• _WORK TO BE COMPLETED_: Reproduce every one of the entries below verbatim, leaving each line unchanged.
###
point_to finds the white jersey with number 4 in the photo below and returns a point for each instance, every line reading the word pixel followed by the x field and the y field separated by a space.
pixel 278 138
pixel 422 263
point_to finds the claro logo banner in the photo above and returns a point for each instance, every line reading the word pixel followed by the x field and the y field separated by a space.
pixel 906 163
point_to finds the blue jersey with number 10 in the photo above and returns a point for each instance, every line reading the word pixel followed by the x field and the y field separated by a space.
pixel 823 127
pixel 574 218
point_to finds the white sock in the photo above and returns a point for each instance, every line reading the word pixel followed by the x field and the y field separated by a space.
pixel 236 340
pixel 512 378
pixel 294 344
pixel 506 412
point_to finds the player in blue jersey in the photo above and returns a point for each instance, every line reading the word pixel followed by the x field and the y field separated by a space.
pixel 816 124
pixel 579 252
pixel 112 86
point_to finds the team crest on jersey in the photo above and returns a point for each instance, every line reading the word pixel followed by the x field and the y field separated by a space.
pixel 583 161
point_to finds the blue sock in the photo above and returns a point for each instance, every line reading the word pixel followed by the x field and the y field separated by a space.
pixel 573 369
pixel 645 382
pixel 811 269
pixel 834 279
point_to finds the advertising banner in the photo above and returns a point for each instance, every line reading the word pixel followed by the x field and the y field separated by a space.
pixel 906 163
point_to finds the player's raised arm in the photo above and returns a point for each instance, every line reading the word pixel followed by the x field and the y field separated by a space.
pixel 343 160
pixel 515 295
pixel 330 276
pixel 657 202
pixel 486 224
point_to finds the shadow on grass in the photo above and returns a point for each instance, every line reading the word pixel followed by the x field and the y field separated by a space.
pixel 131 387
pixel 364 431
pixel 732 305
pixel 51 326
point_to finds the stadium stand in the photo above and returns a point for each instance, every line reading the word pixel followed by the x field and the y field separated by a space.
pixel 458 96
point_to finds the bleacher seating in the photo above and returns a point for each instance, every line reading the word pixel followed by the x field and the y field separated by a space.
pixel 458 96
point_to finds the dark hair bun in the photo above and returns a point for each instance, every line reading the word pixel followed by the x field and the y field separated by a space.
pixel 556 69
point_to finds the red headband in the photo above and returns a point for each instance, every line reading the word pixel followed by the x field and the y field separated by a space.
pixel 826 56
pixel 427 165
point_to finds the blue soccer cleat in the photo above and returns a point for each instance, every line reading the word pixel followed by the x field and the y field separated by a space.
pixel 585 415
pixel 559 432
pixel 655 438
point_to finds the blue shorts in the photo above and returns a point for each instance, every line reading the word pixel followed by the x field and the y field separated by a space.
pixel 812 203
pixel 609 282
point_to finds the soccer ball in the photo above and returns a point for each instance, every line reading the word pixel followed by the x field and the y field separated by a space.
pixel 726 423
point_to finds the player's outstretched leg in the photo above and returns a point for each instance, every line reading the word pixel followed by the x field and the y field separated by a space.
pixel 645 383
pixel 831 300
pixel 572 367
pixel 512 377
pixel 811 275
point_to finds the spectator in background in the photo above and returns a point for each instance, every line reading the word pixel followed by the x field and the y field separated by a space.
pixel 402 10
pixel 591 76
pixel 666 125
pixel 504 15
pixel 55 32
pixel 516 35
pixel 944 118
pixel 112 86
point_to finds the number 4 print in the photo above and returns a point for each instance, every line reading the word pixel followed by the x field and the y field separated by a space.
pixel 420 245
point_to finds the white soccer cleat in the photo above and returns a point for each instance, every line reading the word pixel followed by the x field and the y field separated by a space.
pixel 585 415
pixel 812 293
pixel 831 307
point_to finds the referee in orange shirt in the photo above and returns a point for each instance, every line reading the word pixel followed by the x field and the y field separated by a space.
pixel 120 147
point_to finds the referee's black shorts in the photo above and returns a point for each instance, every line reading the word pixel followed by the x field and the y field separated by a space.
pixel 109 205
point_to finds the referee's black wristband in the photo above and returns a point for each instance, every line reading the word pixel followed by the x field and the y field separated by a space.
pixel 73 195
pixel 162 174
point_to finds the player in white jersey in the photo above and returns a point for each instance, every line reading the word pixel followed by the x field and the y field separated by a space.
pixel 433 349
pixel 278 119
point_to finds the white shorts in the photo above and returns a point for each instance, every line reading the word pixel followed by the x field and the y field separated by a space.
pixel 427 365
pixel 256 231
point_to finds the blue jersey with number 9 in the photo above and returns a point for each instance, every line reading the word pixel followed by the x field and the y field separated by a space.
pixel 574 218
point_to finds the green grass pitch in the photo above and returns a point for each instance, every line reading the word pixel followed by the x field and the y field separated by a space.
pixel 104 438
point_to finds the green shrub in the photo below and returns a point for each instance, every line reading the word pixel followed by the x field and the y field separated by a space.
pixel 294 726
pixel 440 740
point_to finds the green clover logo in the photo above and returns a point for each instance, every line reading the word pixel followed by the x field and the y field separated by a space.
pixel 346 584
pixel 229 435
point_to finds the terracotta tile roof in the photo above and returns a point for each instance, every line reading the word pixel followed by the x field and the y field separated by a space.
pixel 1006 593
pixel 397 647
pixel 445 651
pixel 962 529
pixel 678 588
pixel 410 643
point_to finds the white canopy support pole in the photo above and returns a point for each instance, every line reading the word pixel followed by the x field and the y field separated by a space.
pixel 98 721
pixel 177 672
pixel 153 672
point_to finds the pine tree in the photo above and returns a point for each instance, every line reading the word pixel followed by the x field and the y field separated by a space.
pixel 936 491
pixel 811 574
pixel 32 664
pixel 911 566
###
• _ANSWER TO THIS EXERCISE_:
point_to finds the white jersey with number 4 in the photo below and returns a point for each instance, every line reading the word pixel followed by the x field and the y field separated by a space.
pixel 278 138
pixel 422 263
point_to finds the claro logo banner in the photo above and returns a point for each instance, every line reading the word pixel followed by the x field and the y field separated by a space.
pixel 906 163
point_to finds the blue jersey with number 10 in the photo above and returns a point for each instance, every line reading the word pixel followed by the x field and the y field separated by a space.
pixel 823 127
pixel 574 218
point_to finds the white sock in the photo above and returns a point for each instance, every line reading the word pixel followed by the x field and the y field separated by a space.
pixel 236 340
pixel 512 378
pixel 294 344
pixel 506 412
point_to finds the player in blue jersey in the photo above and returns a point for each instance, every line reading the word pixel followed by the x field and the y field separated by a space.
pixel 816 124
pixel 579 252
pixel 112 86
point_to finds the team crest on jersey in the photo above and returns a point for each instance, every line reading the word pixel followed by the x field and the y field separated by a space.
pixel 583 161
point_to finds the blue sock in the photo above and returns a point for each instance, every line reading the word pixel followed by the x field and the y field separated by a space.
pixel 573 369
pixel 645 382
pixel 811 269
pixel 834 279
point_to finds the advertising banner in the photo above and returns a point for each instance, every line reading the word pixel followed by the x field and the y field separated by a space.
pixel 906 163
point_to finds the player's raised arm in the photo above and returns a point for each instance, every line reading the word pixel followed by the x field and the y field separated by a space.
pixel 343 160
pixel 515 295
pixel 330 276
pixel 657 202
pixel 486 224
point_to finds the shadow on grass in the photo above and returns a point for each instance, every line reading the word pixel followed by the x field and the y field separated by a space.
pixel 131 387
pixel 364 431
pixel 732 305
pixel 51 326
point_to finds the stadium stand in the photo above and returns a point for each instance, every line reading the word pixel followed by the x field and the y field separated by a space.
pixel 458 96
point_to finds the bleacher seating in the photo above and returns a point for each instance, every line reading the word pixel followed by the x field and the y field separated by a space.
pixel 458 96
point_to finds the dark hair bun in the photo above and returns a point for each instance, every line reading the word pixel followed by the x field and the y field separated by a space.
pixel 556 69
point_to finds the red headband in the photo above and returns a point for each instance, every line reading the word pixel followed by the x field and the y field separated by a space.
pixel 826 56
pixel 427 165
point_to finds the blue soccer cleat in the photo above and returns a point for each instance, every line reading the word pixel followed by the x field and the y field separated by a space.
pixel 585 415
pixel 559 432
pixel 655 438
point_to finds the blue shorts in the photo above and returns a point for each instance, every line reading the word pixel followed by the x field and the y field separated by a space.
pixel 812 203
pixel 609 282
point_to finds the soccer ball in the photo above and returns a point for each instance, every line reading the word pixel followed by the x field and the y field separated by a space.
pixel 726 423
point_to finds the player's outstretched leg in the photo above and returns a point for each instance, every line reading the word pixel followed by the x field and the y field separated by a space.
pixel 645 383
pixel 831 300
pixel 572 367
pixel 512 377
pixel 811 275
point_to finds the spectator in background in the photo above and returns a point for each instance, every line reading the word pixel followed by the x field and the y field separated by a space.
pixel 402 10
pixel 591 76
pixel 666 125
pixel 504 15
pixel 55 32
pixel 516 35
pixel 944 118
pixel 112 86
point_to finds the number 4 print in the photo above and returns a point for each instance, every line reading the word pixel followed by the x field and the y field separated by a space.
pixel 420 245
point_to finds the white soccer cleat in the photo above and returns a point for each instance, every line reading the word pixel followed by the x field and the y field separated by a space.
pixel 585 415
pixel 812 293
pixel 831 307
point_to finds the referee in orange shirt in the photo above and returns a point for each instance, every line reading the word pixel followed by the x field and the y field separated by a space.
pixel 120 147
point_to finds the referee's black shorts in the photo above and returns a point for each instance, every line reading the word pixel followed by the x field and the y field separated by a space.
pixel 109 205
point_to finds the referee's black wristband in the photo above and returns a point for each instance, every line reading the word pixel followed by the x field and the y field separated by a space.
pixel 73 195
pixel 162 174
point_to finds the player in white jersey in the photo above and returns a point for each instance, every line reading the word pixel followed by the x field and the y field separated by a space.
pixel 433 349
pixel 278 119
point_to finds the white shorts in the photo above and returns a point for each instance, every line reading the word pixel followed by the x field and the y field separated by a space.
pixel 427 365
pixel 256 231
point_to finds the blue jersey with number 9 in the photo above and returns a point for each instance, every line reading the word pixel followed by the x field and the y field separated by a space.
pixel 574 218
point_to finds the green grass pitch in the photo above and returns a point for each instance, every line reading the word pixel followed by the x field and the y field separated by a space.
pixel 104 438
point_to finds the green shrub in the photo below and returns a point for each instance, every line reading the word pixel followed by the x field and the y field separated by a space.
pixel 294 726
pixel 440 740
point_to finds the green clover logo in the photo above and returns a point for each instance, every line reading the word pixel followed by the x field and the y field separated by a space.
pixel 346 584
pixel 229 435
point_to finds the terracotta tile roof in the photo above and returns a point for each instance, every line reading the word pixel followed by the x field and the y field separated by a space.
pixel 1006 593
pixel 397 647
pixel 445 651
pixel 962 529
pixel 678 588
pixel 410 643
point_to finds the white canopy support pole in the photo above and returns a point for each instance, every line reading the word pixel followed by the x field and the y field separated by a space.
pixel 98 721
pixel 177 672
pixel 153 672
point_to finds the pine tree in the photo above and returns a point for each instance, every line reading the word pixel followed by the x field and the y field separated by a space.
pixel 936 491
pixel 811 574
pixel 32 664
pixel 911 566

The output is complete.